* **TASK DIRECTIONS**: Quote, verbatim and in full, the portion of the records that opens with the line containing "Find the white sock;" and closes with the final line of the records.

* **GIVEN INFORMATION**:
------

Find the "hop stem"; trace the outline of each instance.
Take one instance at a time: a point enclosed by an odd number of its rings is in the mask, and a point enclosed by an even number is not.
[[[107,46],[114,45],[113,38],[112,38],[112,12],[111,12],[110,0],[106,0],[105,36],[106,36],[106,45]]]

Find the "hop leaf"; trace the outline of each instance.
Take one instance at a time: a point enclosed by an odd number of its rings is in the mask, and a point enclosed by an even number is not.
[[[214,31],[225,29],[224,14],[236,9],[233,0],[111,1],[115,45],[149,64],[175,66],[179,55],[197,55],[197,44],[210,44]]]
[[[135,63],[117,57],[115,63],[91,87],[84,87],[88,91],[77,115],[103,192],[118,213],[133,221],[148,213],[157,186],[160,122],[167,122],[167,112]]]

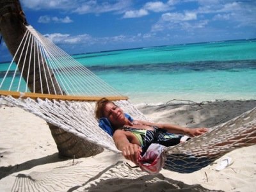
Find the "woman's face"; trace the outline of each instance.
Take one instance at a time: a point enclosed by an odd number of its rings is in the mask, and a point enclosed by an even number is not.
[[[125,124],[125,116],[123,110],[112,102],[109,102],[106,105],[104,115],[116,129],[123,127]]]

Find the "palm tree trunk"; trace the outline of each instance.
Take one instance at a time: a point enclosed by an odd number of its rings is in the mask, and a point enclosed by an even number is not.
[[[8,47],[10,52],[14,56],[17,48],[22,39],[23,36],[26,31],[25,25],[27,24],[25,15],[22,11],[20,4],[19,0],[1,0],[0,1],[0,32],[2,35],[3,38],[4,40],[6,46]],[[25,45],[25,46],[31,46],[30,49],[33,49],[31,45]],[[29,61],[26,60],[24,52],[19,52],[21,55],[21,60],[20,63],[24,63],[24,72],[23,77],[26,79],[28,73],[29,73],[29,79],[28,81],[28,88],[31,92],[36,93],[54,93],[54,87],[58,87],[56,86],[57,81],[54,77],[54,74],[51,72],[48,74],[48,77],[42,77],[42,79],[39,79],[40,70],[42,71],[42,68],[47,65],[44,62],[40,67],[37,67],[35,70],[33,68],[30,68],[29,71]],[[18,59],[16,59],[16,63]],[[32,58],[34,60],[34,58]],[[37,61],[37,58],[35,58]],[[38,65],[36,65],[38,66]],[[23,67],[22,65],[19,65],[20,70]],[[42,68],[40,69],[40,67]],[[33,78],[34,74],[36,78],[36,84],[34,90]],[[49,83],[49,88],[47,87],[47,79],[51,79],[50,77],[53,81],[53,84]],[[41,88],[40,81],[43,83],[43,87]],[[60,94],[61,90],[56,90],[56,93]],[[81,157],[88,157],[99,154],[103,151],[103,148],[95,144],[85,141],[81,138],[79,138],[73,134],[67,132],[58,127],[48,124],[52,137],[57,145],[57,148],[59,150],[59,154],[62,156],[79,158]]]

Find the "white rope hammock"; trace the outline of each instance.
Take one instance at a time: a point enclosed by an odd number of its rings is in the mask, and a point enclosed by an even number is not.
[[[22,41],[31,42],[35,46],[34,49],[36,51],[28,50],[25,45],[20,45],[19,49],[26,51],[26,55],[29,58],[33,54],[44,56],[41,60],[45,60],[47,61],[47,66],[54,72],[58,79],[58,86],[63,89],[65,93],[74,95],[83,93],[102,97],[121,95],[35,31],[32,27],[28,27]],[[10,65],[13,65],[13,60]],[[35,63],[33,61],[31,63],[30,67],[35,67],[35,65],[44,65],[43,63]],[[19,65],[19,63],[17,65]],[[15,88],[17,92],[28,92],[28,84],[24,82],[22,83],[22,71],[19,74],[20,77],[17,78],[17,69],[16,68],[12,70],[11,65],[3,78],[0,89],[4,89],[7,84],[10,91],[13,90]],[[42,71],[39,75],[43,76],[49,70],[45,66],[45,70]],[[12,74],[12,77],[10,74]],[[18,82],[15,83],[17,79]],[[22,83],[24,85],[23,87]],[[112,138],[98,126],[93,114],[95,104],[94,101],[49,100],[41,99],[35,100],[30,98],[24,99],[22,96],[21,94],[20,98],[15,99],[12,96],[2,95],[1,98],[3,100],[31,112],[65,131],[115,152],[120,152]],[[148,120],[129,101],[118,100],[115,103],[135,119]],[[232,150],[255,143],[256,108],[225,124],[212,127],[212,131],[210,132],[193,138],[184,143],[166,148],[164,151],[166,154],[164,168],[180,173],[193,172],[209,164]]]

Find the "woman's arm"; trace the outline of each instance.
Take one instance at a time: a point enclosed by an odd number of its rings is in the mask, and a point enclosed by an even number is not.
[[[151,123],[141,120],[136,120],[136,121],[138,123],[141,123],[144,125],[157,126],[159,128],[164,129],[167,131],[167,132],[170,133],[188,134],[190,136],[201,135],[207,132],[208,131],[208,129],[204,127],[191,129],[191,128],[184,127],[179,125],[172,125],[170,124],[156,124],[156,123]]]
[[[138,164],[141,147],[136,136],[131,132],[116,130],[113,136],[116,148],[122,151],[125,159]]]

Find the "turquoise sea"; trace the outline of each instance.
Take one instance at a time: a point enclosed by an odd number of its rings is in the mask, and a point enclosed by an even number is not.
[[[72,56],[134,104],[256,99],[256,39]]]

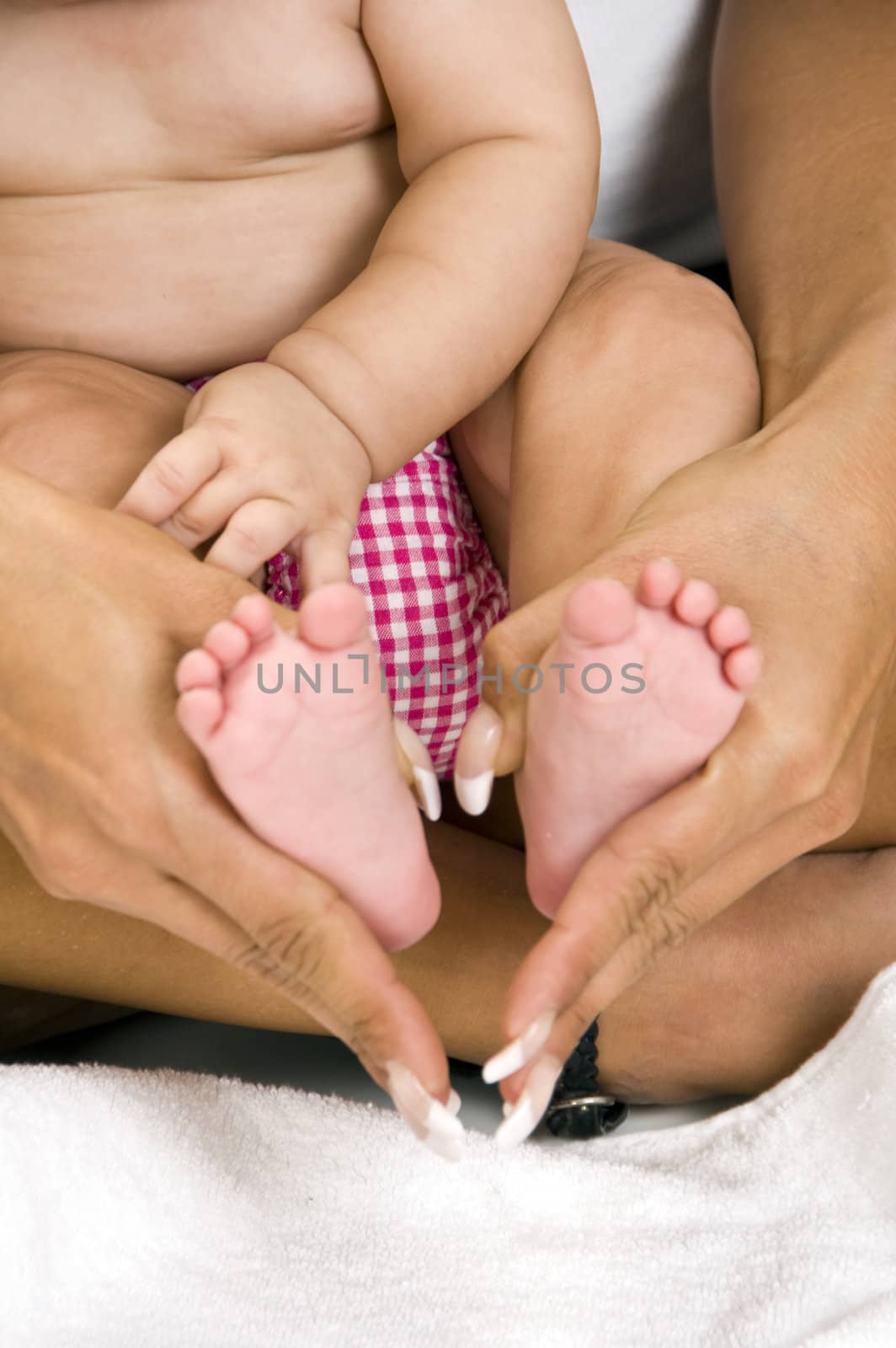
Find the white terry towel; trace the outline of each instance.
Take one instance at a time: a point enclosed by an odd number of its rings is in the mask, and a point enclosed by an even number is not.
[[[703,1123],[450,1165],[391,1107],[0,1068],[3,1348],[893,1348],[896,965]]]

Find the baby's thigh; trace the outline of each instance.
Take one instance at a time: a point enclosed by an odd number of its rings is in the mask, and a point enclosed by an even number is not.
[[[179,384],[97,356],[0,356],[0,461],[112,507],[178,434],[189,402]]]

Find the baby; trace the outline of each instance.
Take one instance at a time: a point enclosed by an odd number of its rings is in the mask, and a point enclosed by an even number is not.
[[[220,371],[120,508],[244,577],[298,563],[296,640],[243,601],[179,666],[182,727],[259,834],[412,944],[438,884],[349,550],[377,484],[399,516],[426,473],[457,489],[438,437],[579,257],[598,132],[563,0],[0,0],[0,350]]]

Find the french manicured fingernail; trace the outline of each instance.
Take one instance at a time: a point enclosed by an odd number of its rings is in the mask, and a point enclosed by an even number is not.
[[[501,717],[488,702],[480,702],[463,727],[454,764],[454,794],[468,814],[482,814],[492,798],[503,735]]]
[[[446,1161],[459,1159],[463,1150],[461,1120],[454,1117],[450,1108],[434,1100],[403,1062],[387,1062],[385,1070],[395,1107],[415,1136]]]
[[[496,1053],[482,1068],[482,1081],[492,1085],[503,1081],[511,1073],[519,1072],[527,1062],[531,1062],[536,1053],[544,1047],[556,1019],[554,1011],[543,1011],[532,1020],[528,1030],[524,1030],[516,1039],[511,1039],[507,1047]]]
[[[523,1095],[494,1134],[499,1151],[511,1151],[528,1138],[547,1109],[563,1064],[552,1054],[540,1058],[530,1072]]]
[[[442,793],[439,779],[433,770],[433,759],[428,749],[416,731],[403,721],[400,716],[392,720],[395,737],[402,745],[404,755],[414,770],[414,794],[418,805],[431,824],[442,814]]]

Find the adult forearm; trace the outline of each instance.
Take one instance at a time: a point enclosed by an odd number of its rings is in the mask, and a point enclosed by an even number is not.
[[[724,7],[715,174],[767,421],[829,369],[888,350],[892,369],[895,62],[896,7],[880,0]]]

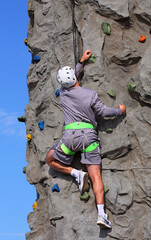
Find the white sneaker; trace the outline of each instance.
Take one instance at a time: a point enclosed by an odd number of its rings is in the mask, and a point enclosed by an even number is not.
[[[89,190],[89,184],[88,184],[88,173],[80,171],[79,173],[79,179],[78,179],[78,184],[79,184],[79,191],[81,195]]]
[[[104,214],[104,216],[98,215],[97,225],[101,225],[106,228],[112,227],[111,222],[107,219],[107,214]]]

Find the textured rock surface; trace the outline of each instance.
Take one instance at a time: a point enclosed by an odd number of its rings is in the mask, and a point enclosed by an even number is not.
[[[28,50],[40,56],[31,63],[26,106],[27,180],[35,185],[40,198],[37,209],[28,215],[31,231],[27,240],[150,240],[151,236],[151,3],[140,0],[76,0],[74,20],[70,0],[29,0]],[[111,35],[101,29],[103,21],[111,25]],[[140,43],[140,35],[146,42]],[[60,139],[63,114],[56,72],[60,66],[75,66],[74,59],[90,48],[97,56],[87,64],[81,85],[98,92],[102,101],[116,107],[126,104],[123,118],[98,119],[101,139],[102,175],[109,188],[105,195],[106,211],[112,230],[96,225],[97,211],[92,186],[91,198],[81,201],[72,177],[51,170],[46,154]],[[75,53],[75,56],[74,56]],[[32,58],[32,57],[31,57]],[[129,82],[136,84],[129,92]],[[112,99],[108,90],[116,92]],[[41,131],[39,121],[45,121]],[[112,133],[106,133],[112,128]],[[73,165],[79,163],[79,155]],[[60,192],[51,188],[58,183]],[[34,201],[34,200],[33,200]]]

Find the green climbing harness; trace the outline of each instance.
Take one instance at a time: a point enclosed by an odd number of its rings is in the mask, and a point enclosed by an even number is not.
[[[76,129],[86,129],[86,128],[94,129],[94,126],[90,123],[85,123],[85,122],[74,122],[74,123],[70,123],[65,126],[65,130],[69,130],[69,129],[76,130]],[[95,150],[98,146],[99,146],[99,144],[97,142],[93,142],[87,148],[83,147],[83,150],[81,152],[83,152],[83,153],[91,152],[91,151]],[[61,143],[61,149],[67,155],[75,154],[75,152],[73,152],[69,148],[67,148],[64,143]]]

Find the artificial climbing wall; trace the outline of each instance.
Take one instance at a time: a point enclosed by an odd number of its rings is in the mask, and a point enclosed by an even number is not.
[[[150,0],[29,0],[27,47],[32,61],[27,85],[27,180],[39,193],[29,213],[27,240],[149,240],[151,236],[151,2]],[[111,34],[101,24],[108,22]],[[140,36],[146,40],[140,42]],[[46,164],[49,148],[62,135],[63,115],[56,81],[57,70],[91,49],[95,63],[86,64],[80,84],[98,92],[110,107],[125,104],[118,119],[98,119],[106,211],[112,230],[96,225],[90,199],[79,198],[72,177]],[[129,85],[128,83],[133,84]],[[108,94],[114,90],[114,97]],[[113,91],[112,91],[113,92]],[[38,126],[44,121],[44,129]],[[110,133],[106,131],[110,129]],[[77,168],[79,155],[74,160]],[[52,192],[58,183],[60,192]],[[34,201],[34,200],[33,200]]]

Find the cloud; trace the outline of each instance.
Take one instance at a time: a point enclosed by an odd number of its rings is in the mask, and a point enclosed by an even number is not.
[[[21,116],[19,112],[6,112],[0,109],[0,133],[8,136],[25,137],[25,127],[18,122],[18,116]]]

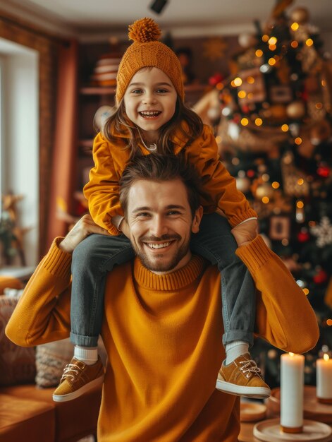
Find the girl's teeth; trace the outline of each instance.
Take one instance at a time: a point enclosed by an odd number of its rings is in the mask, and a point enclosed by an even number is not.
[[[152,249],[163,249],[164,247],[168,247],[169,244],[169,242],[165,242],[162,244],[148,244],[148,246]]]
[[[160,114],[160,112],[140,112],[141,115],[143,117],[156,117]]]

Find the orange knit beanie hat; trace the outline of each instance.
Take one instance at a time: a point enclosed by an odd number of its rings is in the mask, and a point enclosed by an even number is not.
[[[183,101],[185,91],[180,61],[168,46],[158,40],[161,32],[152,18],[141,18],[129,26],[129,40],[133,43],[125,51],[118,66],[116,77],[116,103],[125,95],[133,76],[142,68],[153,66],[163,71],[171,80]]]

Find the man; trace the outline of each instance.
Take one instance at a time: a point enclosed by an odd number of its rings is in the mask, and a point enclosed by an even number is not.
[[[238,440],[239,398],[215,388],[224,357],[220,276],[189,249],[202,216],[198,193],[193,172],[172,157],[142,156],[123,174],[121,205],[137,257],[107,279],[99,442]],[[91,233],[103,232],[86,215],[55,240],[7,325],[13,342],[68,335],[71,253]],[[260,237],[238,253],[259,290],[259,335],[293,352],[314,346],[314,313],[282,262]],[[243,365],[244,376],[256,376],[252,366]]]

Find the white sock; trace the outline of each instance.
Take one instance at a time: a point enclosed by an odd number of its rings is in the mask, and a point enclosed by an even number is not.
[[[74,347],[74,357],[87,365],[93,365],[98,360],[98,347],[75,345]]]
[[[228,365],[239,356],[249,352],[249,344],[245,341],[233,341],[226,344],[225,351],[226,352],[226,364]]]

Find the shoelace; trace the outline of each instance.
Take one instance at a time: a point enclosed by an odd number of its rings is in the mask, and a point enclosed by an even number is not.
[[[67,364],[64,368],[63,374],[60,381],[66,379],[66,378],[71,378],[73,379],[75,378],[75,375],[80,374],[80,370],[82,371],[82,369],[78,365],[75,365],[75,364]]]
[[[261,370],[259,367],[253,359],[248,359],[247,361],[240,361],[240,364],[242,366],[240,367],[240,370],[243,374],[247,374],[245,376],[248,378],[251,373],[258,374],[261,376]]]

------

* **EXERCISE OUTPUT**:
Find the white sock; trace the outline of each instance.
Take one instance at a time: a point enclosed by an odd number of its rings is in the mask, and a point enclosed by an even number is not.
[[[74,347],[74,357],[87,365],[93,365],[98,360],[98,347],[75,345]]]
[[[228,365],[239,356],[249,352],[249,344],[245,341],[233,341],[226,344],[225,351],[226,352],[226,364]]]

Find the shoelace; trace the outline of each instance.
Take one instance at a time: a point enclosed by an odd number of its rings is in the mask, and a point enclosed by an even number is not.
[[[67,364],[64,368],[63,374],[60,381],[66,379],[66,378],[71,378],[73,379],[75,378],[75,375],[80,374],[80,370],[82,371],[82,369],[78,365],[75,365],[75,364]]]
[[[261,370],[259,367],[253,359],[248,359],[247,361],[240,361],[240,364],[242,366],[240,367],[240,370],[243,374],[247,374],[245,376],[248,378],[251,373],[258,374],[261,376]]]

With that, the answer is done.